§ **Information given**
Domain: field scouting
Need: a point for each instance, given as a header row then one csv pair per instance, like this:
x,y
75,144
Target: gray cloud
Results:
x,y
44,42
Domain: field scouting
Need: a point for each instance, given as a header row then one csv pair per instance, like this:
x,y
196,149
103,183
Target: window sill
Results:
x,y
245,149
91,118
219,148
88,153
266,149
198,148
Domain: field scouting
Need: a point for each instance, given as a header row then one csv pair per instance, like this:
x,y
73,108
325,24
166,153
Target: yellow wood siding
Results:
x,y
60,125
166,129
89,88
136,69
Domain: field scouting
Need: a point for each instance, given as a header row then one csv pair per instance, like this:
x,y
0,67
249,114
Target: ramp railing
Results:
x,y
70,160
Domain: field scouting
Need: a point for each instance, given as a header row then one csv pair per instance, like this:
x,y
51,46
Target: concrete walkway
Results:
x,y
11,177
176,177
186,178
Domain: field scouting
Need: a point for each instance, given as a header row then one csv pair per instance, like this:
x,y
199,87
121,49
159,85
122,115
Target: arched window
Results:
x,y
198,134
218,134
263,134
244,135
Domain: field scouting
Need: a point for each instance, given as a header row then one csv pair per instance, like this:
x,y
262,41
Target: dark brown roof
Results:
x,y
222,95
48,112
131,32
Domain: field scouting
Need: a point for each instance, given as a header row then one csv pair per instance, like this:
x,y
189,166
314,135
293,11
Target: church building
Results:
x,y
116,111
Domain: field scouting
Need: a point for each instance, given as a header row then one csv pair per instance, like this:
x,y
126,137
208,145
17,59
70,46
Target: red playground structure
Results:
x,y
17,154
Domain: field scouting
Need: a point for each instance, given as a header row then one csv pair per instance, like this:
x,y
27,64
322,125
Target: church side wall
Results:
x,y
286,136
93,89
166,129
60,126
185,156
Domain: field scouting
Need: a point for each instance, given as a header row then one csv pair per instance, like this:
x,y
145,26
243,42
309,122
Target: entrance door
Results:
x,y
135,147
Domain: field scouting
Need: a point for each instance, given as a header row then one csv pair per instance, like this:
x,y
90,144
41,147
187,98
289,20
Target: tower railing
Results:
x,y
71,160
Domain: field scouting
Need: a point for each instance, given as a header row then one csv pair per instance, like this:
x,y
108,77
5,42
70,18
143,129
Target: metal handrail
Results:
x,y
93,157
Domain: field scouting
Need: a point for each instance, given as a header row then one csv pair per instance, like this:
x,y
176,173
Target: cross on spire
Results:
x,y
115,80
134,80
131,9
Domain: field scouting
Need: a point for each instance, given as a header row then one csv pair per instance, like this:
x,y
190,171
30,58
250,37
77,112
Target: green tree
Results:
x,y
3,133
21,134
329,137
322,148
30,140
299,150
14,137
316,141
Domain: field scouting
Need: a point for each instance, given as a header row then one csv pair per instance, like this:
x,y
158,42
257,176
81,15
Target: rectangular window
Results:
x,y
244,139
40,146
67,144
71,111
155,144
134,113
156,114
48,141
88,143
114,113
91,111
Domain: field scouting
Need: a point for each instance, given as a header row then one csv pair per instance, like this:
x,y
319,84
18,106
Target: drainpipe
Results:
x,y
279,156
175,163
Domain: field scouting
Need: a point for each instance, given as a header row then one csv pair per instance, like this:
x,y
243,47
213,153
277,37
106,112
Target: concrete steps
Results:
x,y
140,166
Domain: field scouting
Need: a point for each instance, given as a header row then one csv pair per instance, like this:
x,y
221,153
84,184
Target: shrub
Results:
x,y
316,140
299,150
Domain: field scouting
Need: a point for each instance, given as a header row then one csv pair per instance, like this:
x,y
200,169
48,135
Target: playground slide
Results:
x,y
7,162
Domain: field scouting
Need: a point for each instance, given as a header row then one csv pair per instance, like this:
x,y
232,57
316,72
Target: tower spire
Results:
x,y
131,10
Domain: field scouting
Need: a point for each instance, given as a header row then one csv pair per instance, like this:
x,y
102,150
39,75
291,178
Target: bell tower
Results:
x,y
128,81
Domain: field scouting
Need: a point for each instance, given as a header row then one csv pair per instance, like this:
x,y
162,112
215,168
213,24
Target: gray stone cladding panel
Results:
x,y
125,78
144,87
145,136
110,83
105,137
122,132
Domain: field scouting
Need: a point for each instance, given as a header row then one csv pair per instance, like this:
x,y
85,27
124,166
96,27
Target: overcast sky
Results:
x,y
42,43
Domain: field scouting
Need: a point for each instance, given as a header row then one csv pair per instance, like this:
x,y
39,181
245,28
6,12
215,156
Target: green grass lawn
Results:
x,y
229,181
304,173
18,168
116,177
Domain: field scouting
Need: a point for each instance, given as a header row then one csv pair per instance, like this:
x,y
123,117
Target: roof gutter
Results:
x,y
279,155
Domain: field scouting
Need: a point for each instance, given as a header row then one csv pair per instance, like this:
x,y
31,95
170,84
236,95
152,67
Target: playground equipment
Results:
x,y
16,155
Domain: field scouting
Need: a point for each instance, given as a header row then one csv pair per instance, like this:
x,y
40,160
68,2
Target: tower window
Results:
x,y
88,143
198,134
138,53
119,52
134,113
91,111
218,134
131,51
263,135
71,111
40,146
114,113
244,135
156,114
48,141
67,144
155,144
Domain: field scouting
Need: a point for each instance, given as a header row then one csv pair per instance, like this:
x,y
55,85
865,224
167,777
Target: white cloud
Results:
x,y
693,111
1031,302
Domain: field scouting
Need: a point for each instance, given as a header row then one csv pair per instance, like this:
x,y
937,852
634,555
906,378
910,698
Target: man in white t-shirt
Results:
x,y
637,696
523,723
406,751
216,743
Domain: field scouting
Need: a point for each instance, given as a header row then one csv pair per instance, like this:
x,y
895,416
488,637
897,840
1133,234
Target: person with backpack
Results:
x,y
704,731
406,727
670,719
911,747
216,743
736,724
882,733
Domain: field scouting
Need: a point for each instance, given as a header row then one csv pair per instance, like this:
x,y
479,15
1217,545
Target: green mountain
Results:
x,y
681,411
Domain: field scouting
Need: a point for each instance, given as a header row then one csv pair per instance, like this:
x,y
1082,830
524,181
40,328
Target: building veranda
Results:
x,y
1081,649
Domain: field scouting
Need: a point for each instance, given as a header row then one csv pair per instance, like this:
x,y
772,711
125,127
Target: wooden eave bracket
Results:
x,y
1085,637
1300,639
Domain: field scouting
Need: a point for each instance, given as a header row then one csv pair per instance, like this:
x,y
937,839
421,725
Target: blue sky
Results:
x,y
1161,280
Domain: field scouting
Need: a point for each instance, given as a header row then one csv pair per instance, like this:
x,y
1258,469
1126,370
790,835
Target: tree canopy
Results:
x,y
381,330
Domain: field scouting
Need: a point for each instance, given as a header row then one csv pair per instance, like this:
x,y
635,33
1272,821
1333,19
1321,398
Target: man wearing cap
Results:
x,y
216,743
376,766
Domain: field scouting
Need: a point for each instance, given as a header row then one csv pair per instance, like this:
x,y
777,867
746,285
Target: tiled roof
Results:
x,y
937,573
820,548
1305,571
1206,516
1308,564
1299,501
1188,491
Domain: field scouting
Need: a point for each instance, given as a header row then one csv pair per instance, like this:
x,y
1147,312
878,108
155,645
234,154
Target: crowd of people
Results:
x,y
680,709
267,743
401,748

§ **Aim of the task**
Using the data above, report the number of lines that contain the string "cloud", and only that number.

§ **Reply to the task**
2